Give the records back in full, exactly as they read.
start Supplied material
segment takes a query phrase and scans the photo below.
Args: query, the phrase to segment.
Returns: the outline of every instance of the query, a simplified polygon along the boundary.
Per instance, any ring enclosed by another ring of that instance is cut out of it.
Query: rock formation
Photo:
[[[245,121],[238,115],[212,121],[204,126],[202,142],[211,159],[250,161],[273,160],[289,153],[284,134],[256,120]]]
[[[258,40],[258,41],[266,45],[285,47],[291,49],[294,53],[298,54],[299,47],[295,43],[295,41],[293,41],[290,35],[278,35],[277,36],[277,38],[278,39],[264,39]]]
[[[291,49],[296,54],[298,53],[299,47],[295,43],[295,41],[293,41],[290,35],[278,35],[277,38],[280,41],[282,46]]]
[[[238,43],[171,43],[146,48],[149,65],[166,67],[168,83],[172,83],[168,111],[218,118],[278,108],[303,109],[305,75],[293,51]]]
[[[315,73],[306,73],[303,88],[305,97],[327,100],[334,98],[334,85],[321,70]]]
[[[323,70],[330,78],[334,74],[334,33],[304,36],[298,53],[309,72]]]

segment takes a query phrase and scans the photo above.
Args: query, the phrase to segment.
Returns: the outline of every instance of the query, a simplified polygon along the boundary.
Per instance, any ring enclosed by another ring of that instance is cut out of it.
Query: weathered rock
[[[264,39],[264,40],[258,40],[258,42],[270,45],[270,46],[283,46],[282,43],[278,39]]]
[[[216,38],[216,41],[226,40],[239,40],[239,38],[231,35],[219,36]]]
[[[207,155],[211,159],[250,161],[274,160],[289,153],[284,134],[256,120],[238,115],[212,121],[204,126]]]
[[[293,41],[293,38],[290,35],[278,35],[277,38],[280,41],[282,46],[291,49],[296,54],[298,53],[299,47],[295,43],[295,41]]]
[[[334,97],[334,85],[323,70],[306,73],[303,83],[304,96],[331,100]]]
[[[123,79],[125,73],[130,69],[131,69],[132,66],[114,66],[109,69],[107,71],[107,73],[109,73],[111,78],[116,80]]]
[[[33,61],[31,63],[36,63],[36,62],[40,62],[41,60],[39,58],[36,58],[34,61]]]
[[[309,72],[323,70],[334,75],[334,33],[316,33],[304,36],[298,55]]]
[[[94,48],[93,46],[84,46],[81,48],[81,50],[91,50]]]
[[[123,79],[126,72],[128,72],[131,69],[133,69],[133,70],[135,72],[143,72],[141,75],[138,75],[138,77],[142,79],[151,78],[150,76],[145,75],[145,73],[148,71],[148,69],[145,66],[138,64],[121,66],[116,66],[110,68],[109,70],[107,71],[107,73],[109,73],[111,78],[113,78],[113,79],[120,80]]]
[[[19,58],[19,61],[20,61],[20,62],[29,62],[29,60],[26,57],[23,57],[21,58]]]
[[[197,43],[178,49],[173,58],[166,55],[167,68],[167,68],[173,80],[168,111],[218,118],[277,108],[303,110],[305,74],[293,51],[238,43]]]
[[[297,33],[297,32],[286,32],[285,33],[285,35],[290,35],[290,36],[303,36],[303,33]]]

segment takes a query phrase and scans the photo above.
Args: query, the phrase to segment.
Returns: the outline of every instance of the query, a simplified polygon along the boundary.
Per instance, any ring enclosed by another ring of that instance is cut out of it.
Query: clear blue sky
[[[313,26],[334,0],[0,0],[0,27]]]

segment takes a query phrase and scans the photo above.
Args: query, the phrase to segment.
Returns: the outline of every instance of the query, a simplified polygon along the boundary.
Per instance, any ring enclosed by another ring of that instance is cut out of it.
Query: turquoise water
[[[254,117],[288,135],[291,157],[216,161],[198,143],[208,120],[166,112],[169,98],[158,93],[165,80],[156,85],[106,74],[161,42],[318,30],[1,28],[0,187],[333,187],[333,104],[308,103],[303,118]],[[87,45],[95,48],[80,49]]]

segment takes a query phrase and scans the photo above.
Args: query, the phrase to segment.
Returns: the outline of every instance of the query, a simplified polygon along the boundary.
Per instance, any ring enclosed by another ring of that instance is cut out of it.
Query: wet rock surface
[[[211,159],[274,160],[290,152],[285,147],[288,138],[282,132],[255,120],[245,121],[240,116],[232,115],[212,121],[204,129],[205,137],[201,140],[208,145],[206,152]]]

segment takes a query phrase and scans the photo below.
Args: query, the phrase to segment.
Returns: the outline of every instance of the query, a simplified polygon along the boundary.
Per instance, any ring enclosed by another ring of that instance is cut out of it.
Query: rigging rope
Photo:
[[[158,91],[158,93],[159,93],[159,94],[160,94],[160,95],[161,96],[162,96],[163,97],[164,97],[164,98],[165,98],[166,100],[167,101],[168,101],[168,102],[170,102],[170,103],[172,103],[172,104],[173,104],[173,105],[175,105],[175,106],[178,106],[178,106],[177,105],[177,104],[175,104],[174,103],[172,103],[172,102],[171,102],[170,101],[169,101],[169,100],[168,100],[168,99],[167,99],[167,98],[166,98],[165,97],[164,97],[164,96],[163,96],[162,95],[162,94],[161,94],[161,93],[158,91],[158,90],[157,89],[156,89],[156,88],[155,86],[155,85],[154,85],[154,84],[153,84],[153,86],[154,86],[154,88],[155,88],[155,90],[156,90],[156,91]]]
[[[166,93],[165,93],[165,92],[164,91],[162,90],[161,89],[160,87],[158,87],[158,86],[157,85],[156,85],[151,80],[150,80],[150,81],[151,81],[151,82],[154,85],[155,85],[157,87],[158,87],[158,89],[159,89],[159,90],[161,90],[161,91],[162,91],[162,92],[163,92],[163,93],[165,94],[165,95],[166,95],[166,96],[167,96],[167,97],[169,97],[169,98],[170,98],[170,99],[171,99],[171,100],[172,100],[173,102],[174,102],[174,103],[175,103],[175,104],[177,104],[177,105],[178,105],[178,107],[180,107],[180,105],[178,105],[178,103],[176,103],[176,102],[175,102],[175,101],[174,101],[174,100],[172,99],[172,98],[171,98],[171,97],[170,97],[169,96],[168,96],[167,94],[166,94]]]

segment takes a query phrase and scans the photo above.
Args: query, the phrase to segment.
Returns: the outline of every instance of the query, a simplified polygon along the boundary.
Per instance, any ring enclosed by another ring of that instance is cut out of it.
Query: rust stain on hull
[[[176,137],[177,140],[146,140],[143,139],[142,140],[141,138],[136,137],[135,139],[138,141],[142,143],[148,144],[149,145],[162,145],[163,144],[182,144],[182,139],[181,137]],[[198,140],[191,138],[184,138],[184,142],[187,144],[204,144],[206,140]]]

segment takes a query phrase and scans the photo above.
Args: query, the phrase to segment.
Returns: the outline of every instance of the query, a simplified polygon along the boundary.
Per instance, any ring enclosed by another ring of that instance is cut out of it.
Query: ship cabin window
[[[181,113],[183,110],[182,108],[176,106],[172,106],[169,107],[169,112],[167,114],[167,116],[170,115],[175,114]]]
end Supplied material
Full response:
segment takes a query phrase and scans the photo below.
Args: query, the phrase to segment.
Returns: the outline of every instance of the query, a simplified polygon along the boundary.
Per instance, any ring enclosed by another ring of that instance is cut out of it.
Query: rock formation
Photo:
[[[245,121],[238,115],[212,121],[204,126],[202,142],[211,159],[250,161],[273,160],[289,153],[284,134],[256,120]]]
[[[258,40],[258,41],[266,45],[285,47],[291,49],[294,53],[298,54],[299,47],[295,43],[295,41],[293,41],[290,35],[278,35],[277,36],[277,38],[278,39],[264,39]]]
[[[291,49],[296,54],[298,53],[299,47],[295,43],[295,41],[293,41],[290,35],[278,35],[277,38],[280,41],[282,46]]]
[[[238,43],[171,43],[146,48],[149,65],[166,67],[168,83],[172,83],[168,111],[218,118],[278,108],[303,109],[305,75],[293,51]]]
[[[315,73],[306,73],[303,88],[305,97],[327,100],[334,98],[334,85],[321,70]]]
[[[323,70],[330,78],[334,74],[334,33],[304,36],[298,53],[309,72]]]

segment takes a query phrase and scans the photo above.
Args: query, the phrase to segment.
Returns: the outline of every instance of the query, a simplified polygon along the boundary.
Per instance, any ring enclosed by another ring of that instance is cut out of it.
Query: weathered rock
[[[264,39],[264,40],[258,40],[258,42],[270,45],[270,46],[283,46],[282,43],[278,39]]]
[[[216,38],[216,41],[226,40],[239,40],[239,38],[231,35],[219,36]]]
[[[207,155],[211,159],[250,161],[274,160],[289,153],[284,134],[256,120],[238,115],[212,121],[204,126]]]
[[[293,41],[293,38],[290,35],[278,35],[277,38],[280,41],[282,46],[291,49],[296,54],[298,53],[299,47],[295,43],[295,41]]]
[[[334,97],[334,85],[323,70],[306,73],[303,83],[304,96],[331,100]]]
[[[123,79],[125,73],[130,69],[131,69],[132,66],[114,66],[109,69],[107,71],[107,73],[109,73],[111,78],[116,80]]]
[[[33,61],[31,63],[36,63],[36,62],[40,62],[41,60],[39,58],[36,58],[34,61]]]
[[[309,72],[323,70],[334,75],[334,33],[316,33],[304,36],[298,55]]]
[[[94,48],[93,46],[84,46],[81,48],[81,50],[91,50]]]
[[[123,79],[126,72],[128,72],[131,69],[133,69],[133,70],[135,72],[143,72],[141,75],[138,75],[138,77],[142,79],[151,78],[150,76],[145,75],[145,73],[148,71],[148,69],[145,66],[138,64],[121,66],[116,66],[110,68],[109,70],[107,71],[107,73],[109,73],[111,78],[113,78],[113,79],[120,80]]]
[[[19,58],[19,61],[20,61],[20,62],[29,62],[29,60],[26,57],[23,57],[21,58]]]
[[[197,43],[178,49],[173,58],[166,55],[167,68],[167,68],[173,80],[168,111],[218,118],[277,108],[303,110],[305,74],[293,51],[238,43]]]
[[[297,33],[297,32],[286,32],[285,33],[285,35],[290,35],[290,36],[303,36],[303,33]]]

segment takes a query phrase and scans the photo above.
Args: query, the phrase to segment.
Returns: the outline of every instance of the query, a simplified polygon along the boundary.
Per instance, any ring enclosed by another ring of that instance is cut out of it.
Query: clear blue sky
[[[313,26],[334,0],[0,0],[0,27]]]

segment takes a query phrase and scans the photo above.
Args: query, the phrase to segment.
Returns: the outline of every instance of the query, a simplified polygon along the boundary.
Per instance, any ring enclosed by another ring of that instance is cut out of it.
Query: turquoise water
[[[254,117],[288,135],[291,157],[216,161],[198,143],[208,120],[166,112],[169,98],[158,93],[165,80],[156,85],[106,74],[161,42],[318,30],[1,28],[0,187],[333,187],[333,104],[308,103],[303,118]],[[87,45],[95,48],[80,49]]]

segment takes a query phrase and scans the photo above.
Args: query, the phrase to segment.
Returns: the outline of every instance of the query, a simplified polygon along the boundary.
Per instance, any ring enclosed by another ring of that instance is cut out of it.
Query: wet rock surface
[[[211,159],[274,160],[290,152],[285,147],[288,138],[282,132],[255,120],[245,121],[240,116],[232,115],[212,121],[204,129],[205,137],[201,140],[208,145],[206,152]]]

segment takes a query phrase and scans the photo below.
Args: query, the phrase to segment.
Returns: the outline of every instance of the query, a simplified polygon along the boundary.
Per instance, any ring enclosed by another ring of that instance is cut out of it.
Query: rigging rope
Photo:
[[[158,91],[158,93],[159,93],[159,94],[160,94],[160,95],[161,96],[162,96],[163,97],[164,97],[164,98],[165,98],[166,100],[167,101],[168,101],[168,102],[170,102],[170,103],[172,103],[172,104],[173,104],[173,105],[175,105],[175,106],[178,106],[178,106],[177,105],[177,104],[175,104],[174,103],[172,103],[172,102],[171,102],[170,101],[169,101],[169,100],[168,100],[168,99],[167,99],[167,98],[166,98],[165,97],[164,97],[164,96],[163,96],[162,95],[162,94],[161,94],[161,93],[158,91],[158,90],[157,89],[156,89],[156,88],[155,86],[155,85],[154,85],[154,84],[153,84],[153,86],[154,86],[154,88],[155,88],[155,90],[156,90],[156,91]]]
[[[166,93],[165,93],[165,92],[164,91],[162,90],[161,89],[160,87],[158,87],[158,86],[157,85],[156,85],[151,80],[150,80],[150,81],[151,81],[151,82],[154,85],[155,85],[157,87],[158,87],[158,89],[159,89],[159,90],[161,90],[161,91],[162,91],[162,92],[163,92],[163,93],[165,94],[165,95],[166,95],[166,96],[167,96],[167,97],[169,97],[169,98],[170,98],[170,99],[171,99],[171,100],[172,100],[173,102],[174,102],[174,103],[175,103],[175,104],[177,104],[177,105],[178,105],[178,107],[180,107],[180,105],[178,105],[178,103],[176,103],[176,102],[175,102],[175,101],[174,101],[174,100],[172,99],[172,98],[171,98],[171,97],[170,97],[169,96],[168,96],[167,94],[166,94]]]

segment takes a query phrase and scans the photo above.
Args: query, the phrase to segment.
Returns: the outline of every instance of the query, a simplified polygon along the boundary.
Per instance, any ring enclosed by another ring of that instance is cut out of it.
Query: rust stain on hull
[[[176,137],[177,140],[146,140],[143,139],[142,140],[141,138],[136,137],[135,139],[138,141],[142,143],[148,144],[149,145],[162,145],[163,144],[182,144],[182,139],[181,137]],[[198,140],[191,138],[184,138],[184,142],[187,144],[204,144],[206,140]]]

segment takes a query phrase and scans the photo above.
Args: query, the phrase to segment.
Returns: the outline of every instance of the query, a simplified polygon along the boundary.
Per instance, any ring enclosed by another ring of that instance is cut out of it.
Query: ship cabin window
[[[181,113],[183,110],[182,108],[176,106],[172,106],[169,107],[169,112],[167,114],[167,116],[170,115],[175,114]]]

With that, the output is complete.